== Study text

In early 2020, Tse entered Taiwan before the start of the COVID-19 pandemic. Facing pandemic-related travel restrictions, Tse extended his visitor status as was permitted under special measures. The National Police Agency then obtained a court order to put Tse under surveillance. Reports from a Taiwanese media indicate that he lived a quiet life in an upscale neighbourhood in Taipei and had hired bodyguards for his protection. Following the court order, Tse was interviewed by officers from Ministry of Justice Investigation Bureau in late 2020. The bureau determined that there was insufficient ground for his arrest, as Taiwan has no extradition treaty with Australia and he had not committed any offence in the country.

Nevertheless, the Taiwanese government deported Tse in January 2021 after refusing his application to further extend his stay. By then, Tse had been residing in Taiwan for around a year and was reported to be in a relationship with a Taiwanese woman. The Taiwanese government then notified Dutch and Australian officials of Tse's impending flights back to Canada, where he holds citizenship, via Amsterdam. During his extradition hearing, Tse's lawyer claimed that the Taiwanese government deliberately put him on a flight to the Netherlands instead of a nonstop flight to Canada "against his will" so he would be extradited in the Netherlands.

On 22 January 2021, Tse was arrested after stepping off his flight from Taiwan without incident. The AFP immediately started the process for his extradition from the Netherlands. The arrest was the culmination of Operation Kungur, led by the AFP with cooperation between Dutch and Taiwanese police, and supported by roughly twenty law enforcement agencies in Canada, China, Japan, Myanmar, Thailand, and the US (including the DEA). A high-ranking UNODC official said that Tse's arrest would change little as Sam Gor remains active, and that others can easily step in to replace him, as the conditions that facilitated drug smuggling has not been effectively addressed.

In July 2021 a Dutch court approved an order to extradite Tse to Australia to face trial. As of November 2021, the Australian government has only charged him with one count of drug smuggling, in connection with evidence obtained through the 2013 surveillance.

====
== Data excerpts

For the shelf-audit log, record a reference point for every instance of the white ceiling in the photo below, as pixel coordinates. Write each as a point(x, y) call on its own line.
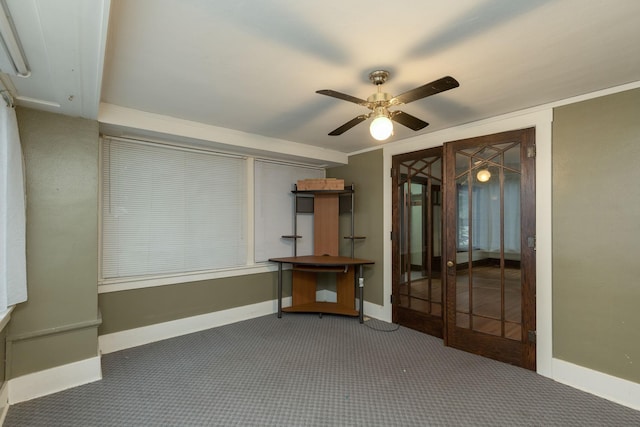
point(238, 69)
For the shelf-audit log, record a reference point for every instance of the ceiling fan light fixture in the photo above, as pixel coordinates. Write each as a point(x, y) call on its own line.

====
== Data excerpts

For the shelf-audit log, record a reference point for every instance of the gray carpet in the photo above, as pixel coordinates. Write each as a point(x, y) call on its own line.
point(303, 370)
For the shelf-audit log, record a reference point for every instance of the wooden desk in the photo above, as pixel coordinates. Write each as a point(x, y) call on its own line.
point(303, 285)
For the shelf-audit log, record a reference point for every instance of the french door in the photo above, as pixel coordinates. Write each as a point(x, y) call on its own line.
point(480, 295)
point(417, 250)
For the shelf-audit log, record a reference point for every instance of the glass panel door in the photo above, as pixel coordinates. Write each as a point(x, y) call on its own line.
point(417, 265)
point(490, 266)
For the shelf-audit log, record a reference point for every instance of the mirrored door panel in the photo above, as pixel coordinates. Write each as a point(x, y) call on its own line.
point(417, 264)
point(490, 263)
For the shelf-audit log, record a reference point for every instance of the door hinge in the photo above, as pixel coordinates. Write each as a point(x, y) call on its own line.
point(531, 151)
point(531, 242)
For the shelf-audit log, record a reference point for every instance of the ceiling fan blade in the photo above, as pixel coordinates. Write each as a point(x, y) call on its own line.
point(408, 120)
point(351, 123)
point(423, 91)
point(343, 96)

====

#### Problem details
Carry on the account of Tse's arrest and extradition, picking up after its final sentence. The entries have nothing to do with the text about Tse's arrest and extradition.

#### Exercise answer
Tse was eventually extradited in December 2022 and was arraigned in the Melbourne Magistrates' Court within hours of his arrival in Melbourne. Tse was charged with conspiracy to traffic drugs from March 2012 and March 2013 with Suky Lieu and other defendants. He did not apply for bail. The trial of Tse was still pending as of August 2024.

In December 2025, Tse Chi Lop made a plea deal and was sentenced to 16 years in jail, with a non-parole period of 10 years. The nearly five years Tse has spent in custody were counted as time served. He will be eligible for parole in January 2031. During the sentencing proceeding, it was revealed that, under usual circumstances, Tse would have faced a potential maximum sentence of life in prison. However, as County Court judge Peter Rozen noted, an "unusual" deal struck between former Australian attorney-general Michaelia Cash and Dutch authorities for Tse’s extradition meant the maximum penalty could only be at most 25 years. Even that was cut short due to the discount resulting from the guilty plea.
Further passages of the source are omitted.